TRY IT:
All that should appear is the run of lines from the one containing "Where can the willow" through the end of the records, each repeated exactly.

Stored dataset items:
________________
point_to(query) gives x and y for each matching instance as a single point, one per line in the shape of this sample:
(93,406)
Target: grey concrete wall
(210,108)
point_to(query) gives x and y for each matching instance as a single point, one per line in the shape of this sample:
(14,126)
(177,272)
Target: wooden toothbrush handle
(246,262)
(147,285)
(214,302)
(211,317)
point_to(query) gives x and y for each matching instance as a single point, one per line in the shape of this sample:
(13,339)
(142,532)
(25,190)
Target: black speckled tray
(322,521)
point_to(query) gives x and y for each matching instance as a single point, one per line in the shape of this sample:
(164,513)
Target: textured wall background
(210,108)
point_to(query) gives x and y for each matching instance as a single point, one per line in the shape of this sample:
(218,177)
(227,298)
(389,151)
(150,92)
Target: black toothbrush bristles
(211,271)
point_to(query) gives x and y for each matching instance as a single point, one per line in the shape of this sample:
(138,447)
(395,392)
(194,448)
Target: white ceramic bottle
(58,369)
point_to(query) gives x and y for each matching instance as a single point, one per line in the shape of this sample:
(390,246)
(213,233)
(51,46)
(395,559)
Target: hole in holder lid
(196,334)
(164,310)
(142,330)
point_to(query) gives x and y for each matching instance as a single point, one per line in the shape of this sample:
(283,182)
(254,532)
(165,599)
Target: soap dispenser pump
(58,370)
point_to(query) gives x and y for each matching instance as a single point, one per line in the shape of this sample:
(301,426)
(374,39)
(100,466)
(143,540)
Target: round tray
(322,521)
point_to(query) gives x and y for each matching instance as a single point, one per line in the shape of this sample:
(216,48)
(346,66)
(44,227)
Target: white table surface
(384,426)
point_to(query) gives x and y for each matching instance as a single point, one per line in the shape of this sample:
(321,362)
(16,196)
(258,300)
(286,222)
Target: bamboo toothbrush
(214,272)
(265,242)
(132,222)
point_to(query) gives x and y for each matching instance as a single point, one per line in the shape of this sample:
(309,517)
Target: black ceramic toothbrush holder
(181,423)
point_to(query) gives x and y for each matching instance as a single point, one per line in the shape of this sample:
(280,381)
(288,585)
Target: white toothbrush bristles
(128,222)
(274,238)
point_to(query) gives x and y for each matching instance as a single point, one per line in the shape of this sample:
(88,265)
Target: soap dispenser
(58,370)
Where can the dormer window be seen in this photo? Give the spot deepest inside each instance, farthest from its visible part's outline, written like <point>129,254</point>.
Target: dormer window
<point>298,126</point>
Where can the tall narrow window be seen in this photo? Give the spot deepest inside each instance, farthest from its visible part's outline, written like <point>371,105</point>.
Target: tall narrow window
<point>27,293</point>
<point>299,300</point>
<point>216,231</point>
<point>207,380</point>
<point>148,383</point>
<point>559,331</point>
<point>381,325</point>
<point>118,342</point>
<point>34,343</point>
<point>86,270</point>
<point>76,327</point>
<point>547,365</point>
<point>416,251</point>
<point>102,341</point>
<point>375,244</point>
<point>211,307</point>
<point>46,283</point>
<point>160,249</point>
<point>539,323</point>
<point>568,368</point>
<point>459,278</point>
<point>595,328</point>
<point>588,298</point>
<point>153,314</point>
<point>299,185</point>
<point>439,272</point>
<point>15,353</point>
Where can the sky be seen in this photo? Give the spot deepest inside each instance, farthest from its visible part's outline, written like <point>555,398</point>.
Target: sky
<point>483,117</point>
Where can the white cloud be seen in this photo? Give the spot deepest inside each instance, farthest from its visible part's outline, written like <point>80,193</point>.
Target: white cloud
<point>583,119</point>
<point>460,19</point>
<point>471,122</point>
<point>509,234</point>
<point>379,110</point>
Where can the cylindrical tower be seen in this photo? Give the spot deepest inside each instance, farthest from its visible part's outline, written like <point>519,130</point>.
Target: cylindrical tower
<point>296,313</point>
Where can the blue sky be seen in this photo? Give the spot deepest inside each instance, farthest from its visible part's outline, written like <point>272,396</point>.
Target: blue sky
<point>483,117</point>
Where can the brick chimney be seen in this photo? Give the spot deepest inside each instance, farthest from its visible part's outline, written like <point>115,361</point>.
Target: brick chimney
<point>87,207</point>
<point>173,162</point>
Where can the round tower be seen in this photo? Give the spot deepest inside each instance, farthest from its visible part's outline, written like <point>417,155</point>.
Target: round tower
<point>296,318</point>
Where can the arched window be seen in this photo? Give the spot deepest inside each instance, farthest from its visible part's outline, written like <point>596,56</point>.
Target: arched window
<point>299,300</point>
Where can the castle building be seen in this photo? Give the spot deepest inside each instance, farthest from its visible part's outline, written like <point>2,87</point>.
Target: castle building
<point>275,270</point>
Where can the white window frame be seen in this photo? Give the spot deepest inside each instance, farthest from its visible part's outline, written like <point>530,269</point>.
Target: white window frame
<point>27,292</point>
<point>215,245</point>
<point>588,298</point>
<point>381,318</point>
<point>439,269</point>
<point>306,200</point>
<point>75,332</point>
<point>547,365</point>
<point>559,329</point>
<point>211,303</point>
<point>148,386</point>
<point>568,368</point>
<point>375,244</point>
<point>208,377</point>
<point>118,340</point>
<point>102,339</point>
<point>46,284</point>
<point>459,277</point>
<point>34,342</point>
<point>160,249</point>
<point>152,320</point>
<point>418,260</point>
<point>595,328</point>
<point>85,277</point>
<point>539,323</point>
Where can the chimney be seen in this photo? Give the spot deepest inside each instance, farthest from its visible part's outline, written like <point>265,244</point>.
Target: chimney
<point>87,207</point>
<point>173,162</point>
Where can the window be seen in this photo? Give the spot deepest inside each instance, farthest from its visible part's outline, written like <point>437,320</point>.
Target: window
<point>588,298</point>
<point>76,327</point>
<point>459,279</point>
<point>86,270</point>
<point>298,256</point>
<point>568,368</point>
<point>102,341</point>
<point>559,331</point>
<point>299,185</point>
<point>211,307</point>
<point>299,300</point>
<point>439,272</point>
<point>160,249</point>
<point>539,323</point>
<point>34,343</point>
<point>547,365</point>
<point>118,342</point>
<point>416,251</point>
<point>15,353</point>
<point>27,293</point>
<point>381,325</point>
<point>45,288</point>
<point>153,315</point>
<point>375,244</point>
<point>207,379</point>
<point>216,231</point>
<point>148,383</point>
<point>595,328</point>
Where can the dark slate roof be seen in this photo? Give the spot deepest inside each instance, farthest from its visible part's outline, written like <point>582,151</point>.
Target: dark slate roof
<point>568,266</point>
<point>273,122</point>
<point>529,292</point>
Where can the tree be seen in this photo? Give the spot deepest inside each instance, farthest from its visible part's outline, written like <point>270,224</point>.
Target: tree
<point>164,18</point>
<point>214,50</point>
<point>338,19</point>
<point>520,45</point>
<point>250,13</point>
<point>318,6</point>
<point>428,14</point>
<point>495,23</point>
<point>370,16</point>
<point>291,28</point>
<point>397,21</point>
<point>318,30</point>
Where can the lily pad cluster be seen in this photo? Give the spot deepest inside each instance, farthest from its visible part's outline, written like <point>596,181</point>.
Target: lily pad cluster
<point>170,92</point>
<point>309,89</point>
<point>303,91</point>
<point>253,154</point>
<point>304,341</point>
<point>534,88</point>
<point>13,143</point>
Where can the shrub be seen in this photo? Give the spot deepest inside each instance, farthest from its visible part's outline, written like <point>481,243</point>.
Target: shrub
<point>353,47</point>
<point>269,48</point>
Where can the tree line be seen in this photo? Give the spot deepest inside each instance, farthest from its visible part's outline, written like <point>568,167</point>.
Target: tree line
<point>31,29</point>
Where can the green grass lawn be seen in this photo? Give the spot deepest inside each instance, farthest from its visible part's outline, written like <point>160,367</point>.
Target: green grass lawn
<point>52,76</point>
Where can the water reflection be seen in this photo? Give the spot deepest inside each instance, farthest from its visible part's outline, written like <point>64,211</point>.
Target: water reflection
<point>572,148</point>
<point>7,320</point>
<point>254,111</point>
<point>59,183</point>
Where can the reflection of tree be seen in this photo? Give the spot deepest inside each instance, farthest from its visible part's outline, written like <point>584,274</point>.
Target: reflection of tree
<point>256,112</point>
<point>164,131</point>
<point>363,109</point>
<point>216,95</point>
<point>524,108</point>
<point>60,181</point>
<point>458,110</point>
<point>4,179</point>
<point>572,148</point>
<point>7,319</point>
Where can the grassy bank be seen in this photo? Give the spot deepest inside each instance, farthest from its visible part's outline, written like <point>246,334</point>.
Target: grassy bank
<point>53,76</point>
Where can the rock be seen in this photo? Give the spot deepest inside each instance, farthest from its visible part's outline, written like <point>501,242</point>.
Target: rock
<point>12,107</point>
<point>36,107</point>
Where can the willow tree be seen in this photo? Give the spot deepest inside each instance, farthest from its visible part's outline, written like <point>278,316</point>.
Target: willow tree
________________
REPLY:
Where can the willow tree be seen in this photo? Give the spot deepest inside each instance, farthest from its visible part's outline, written like <point>278,316</point>.
Target: willow tree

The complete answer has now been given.